Records taken from a data source:

○ ○ ○ ○ ○ ○ ○

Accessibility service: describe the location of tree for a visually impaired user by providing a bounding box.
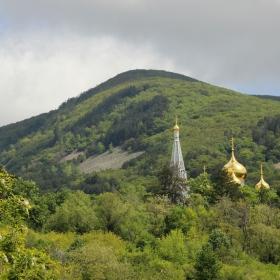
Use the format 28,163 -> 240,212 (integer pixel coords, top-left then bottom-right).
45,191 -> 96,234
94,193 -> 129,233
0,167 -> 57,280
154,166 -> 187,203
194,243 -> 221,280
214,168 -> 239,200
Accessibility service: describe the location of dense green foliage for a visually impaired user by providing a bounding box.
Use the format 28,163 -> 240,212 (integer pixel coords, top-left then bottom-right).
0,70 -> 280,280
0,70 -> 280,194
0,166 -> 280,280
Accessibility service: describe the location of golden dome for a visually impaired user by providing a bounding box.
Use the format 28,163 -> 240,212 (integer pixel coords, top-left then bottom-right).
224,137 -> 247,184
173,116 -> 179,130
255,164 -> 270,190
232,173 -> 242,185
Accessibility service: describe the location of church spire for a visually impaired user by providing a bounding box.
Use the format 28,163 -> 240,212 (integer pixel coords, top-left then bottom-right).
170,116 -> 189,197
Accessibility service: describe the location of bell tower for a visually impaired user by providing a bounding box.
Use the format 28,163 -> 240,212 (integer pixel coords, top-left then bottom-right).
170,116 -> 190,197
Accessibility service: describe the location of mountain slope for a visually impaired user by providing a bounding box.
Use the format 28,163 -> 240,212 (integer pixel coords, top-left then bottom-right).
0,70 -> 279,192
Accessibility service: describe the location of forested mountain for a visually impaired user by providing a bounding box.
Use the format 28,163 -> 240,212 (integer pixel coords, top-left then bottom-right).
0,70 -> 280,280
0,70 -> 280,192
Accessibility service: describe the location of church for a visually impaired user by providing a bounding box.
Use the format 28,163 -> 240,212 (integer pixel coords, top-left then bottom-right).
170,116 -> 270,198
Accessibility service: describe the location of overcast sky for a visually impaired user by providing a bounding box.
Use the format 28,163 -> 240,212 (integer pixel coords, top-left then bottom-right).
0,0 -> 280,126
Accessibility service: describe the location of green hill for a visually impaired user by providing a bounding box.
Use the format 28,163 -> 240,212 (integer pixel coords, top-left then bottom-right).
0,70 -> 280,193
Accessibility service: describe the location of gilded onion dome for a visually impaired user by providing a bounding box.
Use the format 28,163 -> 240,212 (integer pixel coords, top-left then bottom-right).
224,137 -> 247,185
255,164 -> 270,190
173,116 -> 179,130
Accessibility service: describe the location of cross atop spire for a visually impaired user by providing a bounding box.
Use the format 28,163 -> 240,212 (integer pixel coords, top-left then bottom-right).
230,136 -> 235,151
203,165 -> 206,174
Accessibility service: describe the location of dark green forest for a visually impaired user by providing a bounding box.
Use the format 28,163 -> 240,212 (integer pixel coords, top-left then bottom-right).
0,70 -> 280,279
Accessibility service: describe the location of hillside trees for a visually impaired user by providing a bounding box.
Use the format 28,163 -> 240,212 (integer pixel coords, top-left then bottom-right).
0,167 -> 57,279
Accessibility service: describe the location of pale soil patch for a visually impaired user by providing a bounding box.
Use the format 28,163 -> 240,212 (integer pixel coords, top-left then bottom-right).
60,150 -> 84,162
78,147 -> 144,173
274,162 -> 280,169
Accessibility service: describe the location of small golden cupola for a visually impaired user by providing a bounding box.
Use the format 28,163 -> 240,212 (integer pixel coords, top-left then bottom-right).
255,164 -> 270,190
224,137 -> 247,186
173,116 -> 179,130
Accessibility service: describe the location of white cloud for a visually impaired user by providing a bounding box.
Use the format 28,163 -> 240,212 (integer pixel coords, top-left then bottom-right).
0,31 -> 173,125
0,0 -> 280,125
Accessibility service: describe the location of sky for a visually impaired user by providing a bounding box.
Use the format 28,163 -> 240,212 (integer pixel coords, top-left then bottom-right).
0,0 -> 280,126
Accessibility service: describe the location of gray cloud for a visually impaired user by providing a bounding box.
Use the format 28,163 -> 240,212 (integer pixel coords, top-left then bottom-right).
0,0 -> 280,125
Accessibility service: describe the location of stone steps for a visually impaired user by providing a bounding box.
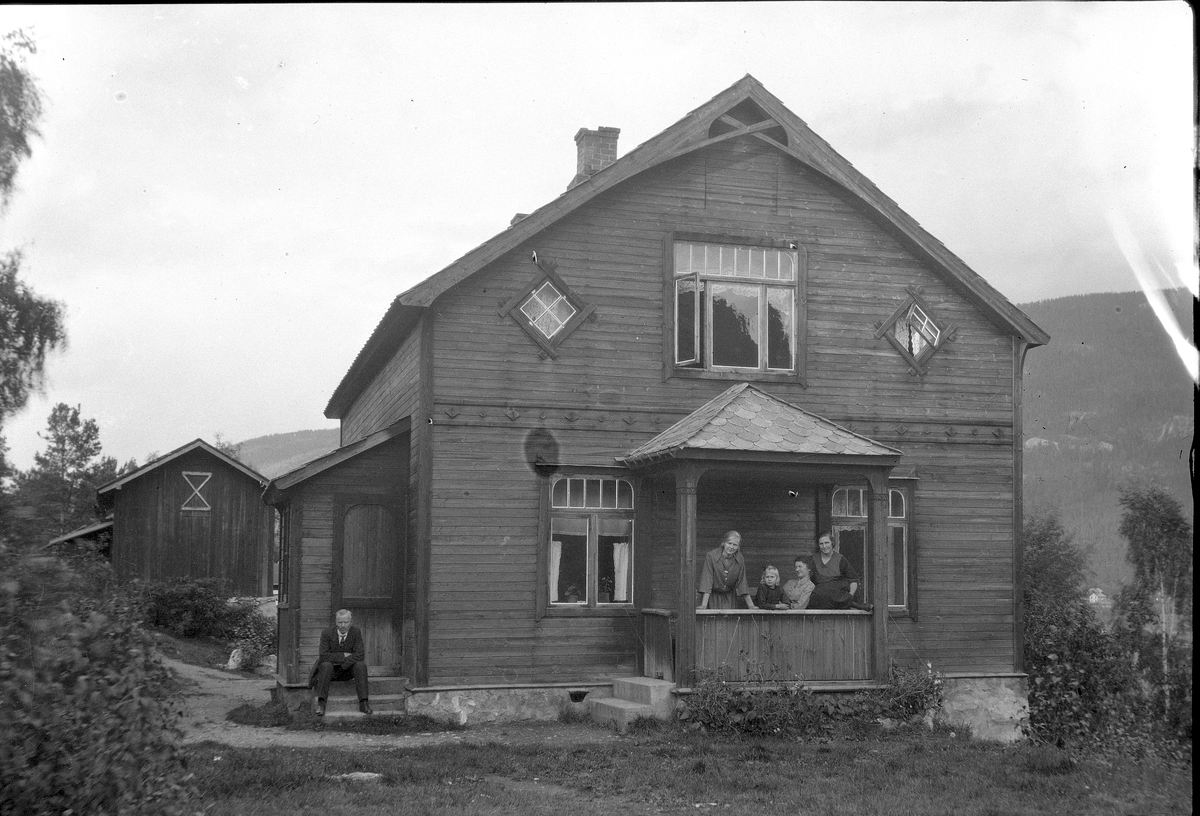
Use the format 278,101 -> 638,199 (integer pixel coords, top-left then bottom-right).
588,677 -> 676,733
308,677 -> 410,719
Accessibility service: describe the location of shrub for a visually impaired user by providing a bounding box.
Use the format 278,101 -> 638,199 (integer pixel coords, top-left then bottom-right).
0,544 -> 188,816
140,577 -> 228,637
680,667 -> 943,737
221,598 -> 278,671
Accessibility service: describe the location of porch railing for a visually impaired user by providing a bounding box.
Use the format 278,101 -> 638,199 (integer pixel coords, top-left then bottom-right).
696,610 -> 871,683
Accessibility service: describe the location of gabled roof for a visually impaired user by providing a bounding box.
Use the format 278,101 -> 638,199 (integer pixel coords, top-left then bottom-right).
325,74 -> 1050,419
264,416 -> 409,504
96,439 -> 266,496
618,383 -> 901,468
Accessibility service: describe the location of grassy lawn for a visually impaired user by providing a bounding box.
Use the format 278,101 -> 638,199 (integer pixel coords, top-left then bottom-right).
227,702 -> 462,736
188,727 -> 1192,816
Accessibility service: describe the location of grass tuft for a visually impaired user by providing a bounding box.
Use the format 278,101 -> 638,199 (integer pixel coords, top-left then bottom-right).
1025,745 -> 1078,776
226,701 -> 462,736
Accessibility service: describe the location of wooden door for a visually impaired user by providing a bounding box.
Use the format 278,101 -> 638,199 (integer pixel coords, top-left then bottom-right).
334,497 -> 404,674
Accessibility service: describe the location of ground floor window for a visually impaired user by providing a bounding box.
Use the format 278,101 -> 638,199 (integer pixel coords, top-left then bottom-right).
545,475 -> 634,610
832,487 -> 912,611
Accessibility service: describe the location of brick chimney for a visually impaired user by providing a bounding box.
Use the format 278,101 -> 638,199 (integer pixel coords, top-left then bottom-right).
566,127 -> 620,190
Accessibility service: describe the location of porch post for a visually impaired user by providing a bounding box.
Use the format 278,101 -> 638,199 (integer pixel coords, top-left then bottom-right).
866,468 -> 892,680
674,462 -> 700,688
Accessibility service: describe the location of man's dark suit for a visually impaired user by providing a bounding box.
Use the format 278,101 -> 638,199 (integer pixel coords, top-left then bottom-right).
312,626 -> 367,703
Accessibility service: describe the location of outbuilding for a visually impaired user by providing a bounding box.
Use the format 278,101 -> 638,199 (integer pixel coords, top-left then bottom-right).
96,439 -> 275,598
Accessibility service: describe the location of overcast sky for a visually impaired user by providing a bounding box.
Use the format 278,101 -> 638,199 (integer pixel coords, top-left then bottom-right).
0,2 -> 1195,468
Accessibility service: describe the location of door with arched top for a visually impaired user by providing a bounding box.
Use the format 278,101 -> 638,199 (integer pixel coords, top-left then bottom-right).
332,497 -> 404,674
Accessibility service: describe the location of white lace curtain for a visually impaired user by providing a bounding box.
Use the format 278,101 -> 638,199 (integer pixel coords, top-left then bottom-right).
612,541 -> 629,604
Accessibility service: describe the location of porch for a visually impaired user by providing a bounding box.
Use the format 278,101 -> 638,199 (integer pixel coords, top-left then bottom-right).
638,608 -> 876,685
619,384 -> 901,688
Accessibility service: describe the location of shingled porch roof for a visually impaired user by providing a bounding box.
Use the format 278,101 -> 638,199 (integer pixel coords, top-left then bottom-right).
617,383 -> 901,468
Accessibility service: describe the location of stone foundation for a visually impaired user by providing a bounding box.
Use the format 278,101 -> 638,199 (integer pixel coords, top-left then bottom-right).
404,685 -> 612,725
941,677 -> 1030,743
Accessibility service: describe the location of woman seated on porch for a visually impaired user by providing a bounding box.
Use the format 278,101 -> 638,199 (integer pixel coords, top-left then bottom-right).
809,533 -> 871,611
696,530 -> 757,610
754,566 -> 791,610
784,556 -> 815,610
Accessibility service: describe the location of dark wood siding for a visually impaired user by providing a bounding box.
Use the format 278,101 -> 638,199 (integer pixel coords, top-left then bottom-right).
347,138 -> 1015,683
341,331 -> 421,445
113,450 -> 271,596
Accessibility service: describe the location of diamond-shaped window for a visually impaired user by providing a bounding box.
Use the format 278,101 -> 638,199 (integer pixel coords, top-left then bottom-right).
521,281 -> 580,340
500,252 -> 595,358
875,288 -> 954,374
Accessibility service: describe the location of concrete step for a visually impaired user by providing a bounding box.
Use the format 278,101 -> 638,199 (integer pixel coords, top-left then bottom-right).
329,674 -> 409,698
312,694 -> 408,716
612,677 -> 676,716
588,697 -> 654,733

○ ○ ○ ○ ○ ○ ○

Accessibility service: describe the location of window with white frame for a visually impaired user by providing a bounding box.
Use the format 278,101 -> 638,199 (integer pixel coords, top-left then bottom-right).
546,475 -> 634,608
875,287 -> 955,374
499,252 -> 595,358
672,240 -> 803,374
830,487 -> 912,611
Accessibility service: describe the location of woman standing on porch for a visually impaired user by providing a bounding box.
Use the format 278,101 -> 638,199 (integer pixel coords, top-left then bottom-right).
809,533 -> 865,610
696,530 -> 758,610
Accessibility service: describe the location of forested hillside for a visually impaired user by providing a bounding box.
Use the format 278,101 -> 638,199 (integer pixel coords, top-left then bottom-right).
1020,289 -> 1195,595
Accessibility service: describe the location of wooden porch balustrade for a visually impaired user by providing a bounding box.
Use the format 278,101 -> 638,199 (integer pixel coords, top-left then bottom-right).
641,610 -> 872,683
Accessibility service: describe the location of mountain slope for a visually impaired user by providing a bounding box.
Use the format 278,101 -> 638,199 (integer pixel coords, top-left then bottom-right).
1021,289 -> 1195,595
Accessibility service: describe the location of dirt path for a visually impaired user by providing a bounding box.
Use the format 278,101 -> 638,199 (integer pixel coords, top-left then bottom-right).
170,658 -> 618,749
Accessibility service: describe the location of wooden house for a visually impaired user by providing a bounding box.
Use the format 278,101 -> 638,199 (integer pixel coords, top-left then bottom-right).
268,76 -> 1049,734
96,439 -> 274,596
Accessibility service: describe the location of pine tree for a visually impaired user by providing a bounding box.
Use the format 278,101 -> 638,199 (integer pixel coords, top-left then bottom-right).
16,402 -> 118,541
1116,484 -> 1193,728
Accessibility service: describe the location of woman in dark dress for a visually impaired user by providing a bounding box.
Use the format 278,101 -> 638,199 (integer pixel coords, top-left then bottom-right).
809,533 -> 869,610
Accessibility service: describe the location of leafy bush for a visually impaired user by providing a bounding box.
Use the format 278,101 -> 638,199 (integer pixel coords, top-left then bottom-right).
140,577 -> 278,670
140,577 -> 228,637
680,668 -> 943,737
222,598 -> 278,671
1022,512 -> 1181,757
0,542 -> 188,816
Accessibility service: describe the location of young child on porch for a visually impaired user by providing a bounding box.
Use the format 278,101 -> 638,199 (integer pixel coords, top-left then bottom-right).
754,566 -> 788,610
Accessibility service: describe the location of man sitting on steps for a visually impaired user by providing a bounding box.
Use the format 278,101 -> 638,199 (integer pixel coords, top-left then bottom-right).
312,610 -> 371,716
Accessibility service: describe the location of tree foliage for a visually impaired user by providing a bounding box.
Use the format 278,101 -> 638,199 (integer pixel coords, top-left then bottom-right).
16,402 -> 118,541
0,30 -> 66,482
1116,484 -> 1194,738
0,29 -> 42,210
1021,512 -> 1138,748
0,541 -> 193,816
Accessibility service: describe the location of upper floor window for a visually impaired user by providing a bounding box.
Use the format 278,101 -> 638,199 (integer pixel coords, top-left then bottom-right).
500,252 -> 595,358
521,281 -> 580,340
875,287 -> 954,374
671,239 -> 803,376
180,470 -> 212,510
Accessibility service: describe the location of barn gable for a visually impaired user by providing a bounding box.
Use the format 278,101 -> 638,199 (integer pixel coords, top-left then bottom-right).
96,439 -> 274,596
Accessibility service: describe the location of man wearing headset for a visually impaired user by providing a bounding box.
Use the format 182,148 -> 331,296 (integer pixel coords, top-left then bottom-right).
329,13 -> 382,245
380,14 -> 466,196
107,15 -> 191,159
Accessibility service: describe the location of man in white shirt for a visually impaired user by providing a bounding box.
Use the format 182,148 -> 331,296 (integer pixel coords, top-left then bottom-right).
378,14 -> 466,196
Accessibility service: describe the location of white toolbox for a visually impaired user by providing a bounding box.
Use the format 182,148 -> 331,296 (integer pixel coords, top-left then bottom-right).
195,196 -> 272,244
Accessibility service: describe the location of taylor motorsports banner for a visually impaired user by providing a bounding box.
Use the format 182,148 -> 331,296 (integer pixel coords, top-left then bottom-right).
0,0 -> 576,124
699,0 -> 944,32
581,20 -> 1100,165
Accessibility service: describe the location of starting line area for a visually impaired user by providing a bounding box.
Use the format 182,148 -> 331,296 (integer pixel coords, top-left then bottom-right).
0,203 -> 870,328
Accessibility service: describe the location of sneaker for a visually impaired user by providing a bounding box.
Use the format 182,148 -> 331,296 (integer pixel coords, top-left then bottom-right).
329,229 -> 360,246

○ ○ ○ ○ ○ ○ ○

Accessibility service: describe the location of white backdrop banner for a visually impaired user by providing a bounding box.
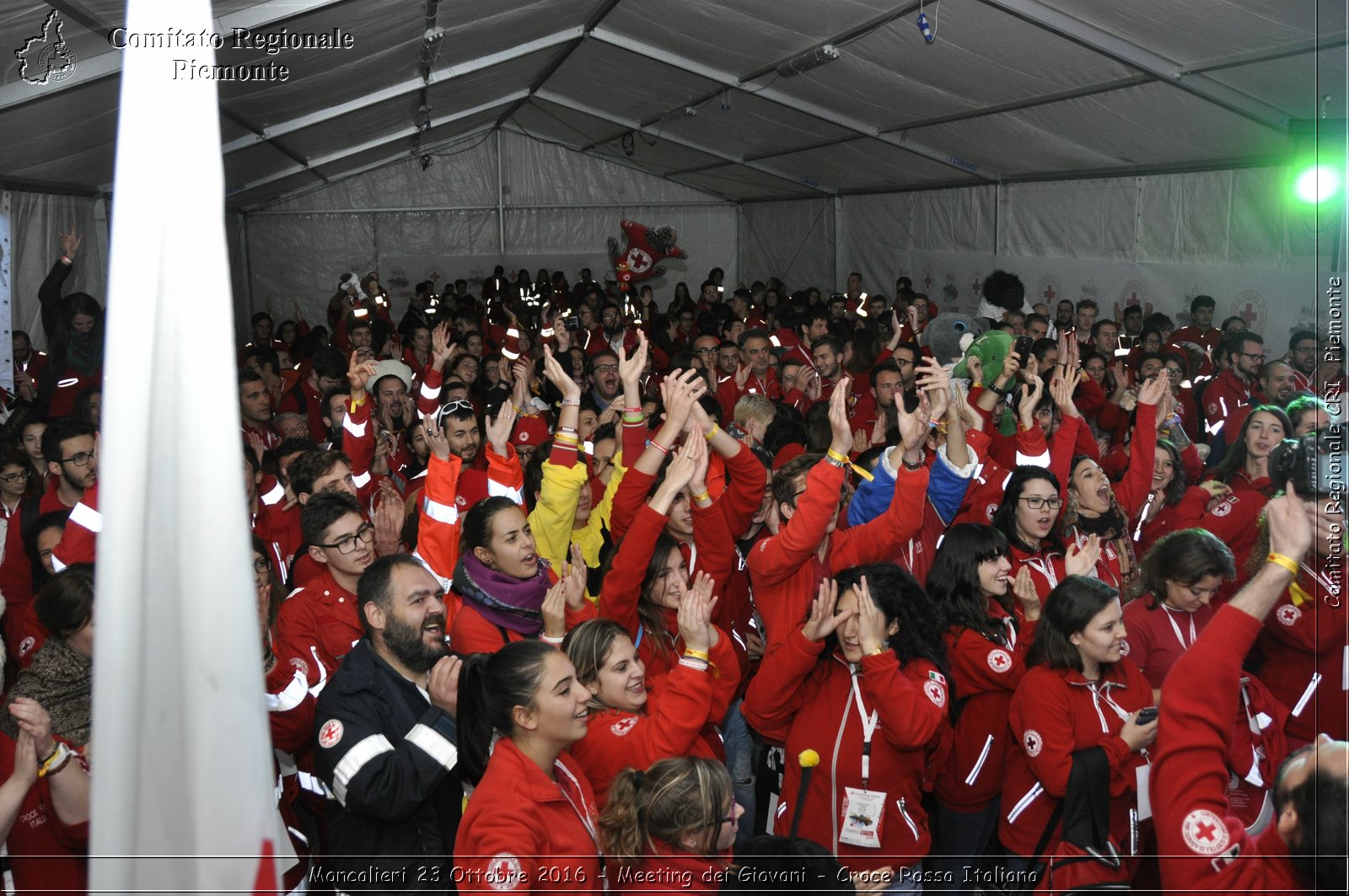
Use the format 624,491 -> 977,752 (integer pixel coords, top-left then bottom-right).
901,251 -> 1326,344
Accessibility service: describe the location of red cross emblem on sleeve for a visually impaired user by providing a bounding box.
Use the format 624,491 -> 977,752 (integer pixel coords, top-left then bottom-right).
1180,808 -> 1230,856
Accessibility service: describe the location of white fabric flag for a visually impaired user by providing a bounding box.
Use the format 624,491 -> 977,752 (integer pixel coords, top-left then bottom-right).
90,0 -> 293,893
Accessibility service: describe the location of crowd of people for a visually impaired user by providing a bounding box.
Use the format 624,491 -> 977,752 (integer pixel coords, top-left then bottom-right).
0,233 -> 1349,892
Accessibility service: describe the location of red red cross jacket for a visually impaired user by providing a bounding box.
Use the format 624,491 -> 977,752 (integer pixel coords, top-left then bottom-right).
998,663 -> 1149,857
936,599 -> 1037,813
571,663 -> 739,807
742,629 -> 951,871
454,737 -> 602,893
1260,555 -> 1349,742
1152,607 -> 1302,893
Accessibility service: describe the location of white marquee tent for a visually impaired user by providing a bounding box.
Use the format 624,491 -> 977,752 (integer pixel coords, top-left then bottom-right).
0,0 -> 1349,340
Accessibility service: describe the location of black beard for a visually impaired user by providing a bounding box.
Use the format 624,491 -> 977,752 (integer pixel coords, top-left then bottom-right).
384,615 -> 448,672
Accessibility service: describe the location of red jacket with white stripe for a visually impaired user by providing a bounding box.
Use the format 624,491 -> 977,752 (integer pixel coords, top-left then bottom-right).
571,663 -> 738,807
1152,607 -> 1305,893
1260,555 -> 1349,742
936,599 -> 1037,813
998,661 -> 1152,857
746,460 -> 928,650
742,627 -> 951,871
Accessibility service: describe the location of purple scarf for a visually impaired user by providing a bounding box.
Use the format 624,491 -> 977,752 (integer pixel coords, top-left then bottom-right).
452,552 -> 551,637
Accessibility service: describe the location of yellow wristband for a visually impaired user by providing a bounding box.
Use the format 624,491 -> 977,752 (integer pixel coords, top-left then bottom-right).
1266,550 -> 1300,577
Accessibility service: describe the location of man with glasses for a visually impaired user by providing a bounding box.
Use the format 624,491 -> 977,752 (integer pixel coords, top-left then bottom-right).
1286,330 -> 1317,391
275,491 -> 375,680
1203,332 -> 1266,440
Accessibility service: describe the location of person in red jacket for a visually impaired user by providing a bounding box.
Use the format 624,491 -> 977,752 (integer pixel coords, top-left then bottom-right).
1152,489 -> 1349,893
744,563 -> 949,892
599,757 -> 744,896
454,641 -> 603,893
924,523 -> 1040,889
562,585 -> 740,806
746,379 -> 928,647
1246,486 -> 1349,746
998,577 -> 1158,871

○ ○ ○ ○ ○ ○ ○

**To do:** Return the lines of the listing unchanged, beginning at the line that contains "Accessibility service: describe the location of diamond-shaped" and stopping after the line that contains "875,288 -> 954,374".

**Full answer:**
Accessibility service: describe the location of diamond-shaped window for a visually impaired user by providing a bounding box.
Use the format 278,101 -> 638,199 (integer pixel coords, top-left then bottom-right).
521,281 -> 580,340
500,252 -> 595,358
875,288 -> 954,374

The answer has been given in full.